Problem:
Could you return, word for word, the part of the piece on Sitswila and Ocampo's visit that opens with the words containing "Well, the squeals" and closes with "tight with pliers."?

His wrath was directed at the United States of America, which not only revoked his visa — as if he were a miserable little Mexican immigrant dying for a dishwasher’s job in the land of promise — but recklessly and needlessly defamed him, too.
They called Sitswila corrupt, a non-reformist and just stopped short of labelling him a thief. Sitswila, a pious and spiritual man, was hurt. He will take the war to the Americans omundu khu mundu or man to man. He will sue their backsides off. 
And judging by the choice zingers that the brilliant lawyer fired at Ambassador Michael Ranneberger and the Americans in general at a press conference, Cousin Barry might have a deadly war on his hands on top of his tribulations in Afghanistan and Iraq.
But if Sitswila was squealing, the people associated with Justice Waki’s infamous list were conspicuous by their loud silence.
For the past two years, they have been baying at the top of their voices from every funeral they could commandeer, from every maize granary that they could mound.
Ocampo’s visit
They ranted and frothed to the extent that one imagined they mumbled Luis Moreno-Ocampo’s name in their sleep. Suddenly, the man was here in person — on a mission that had little to do with sampling the country’s majestic wildlife. And the noisemakers went deathly quiet. Not a squeal.
Well, the squeals should come later. Ocampo, after all, is still embroiled in the delicate process of gathering evidence, a lawyers’ euphemism for figuring out the most painful part of a criminal’s lower anatomy to squeeze tight with pliers.

Dataset content:
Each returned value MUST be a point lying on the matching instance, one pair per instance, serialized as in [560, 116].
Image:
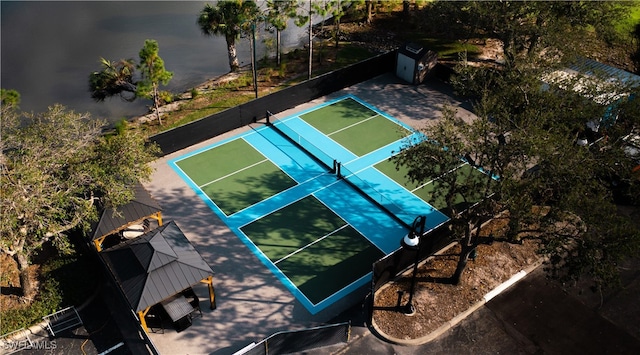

Correct response:
Well, the squeals should come later. Ocampo, after all, is still embroiled in the delicate process of gathering evidence, a lawyers’ euphemism for figuring out the most painful part of a criminal’s lower anatomy to squeeze tight with pliers.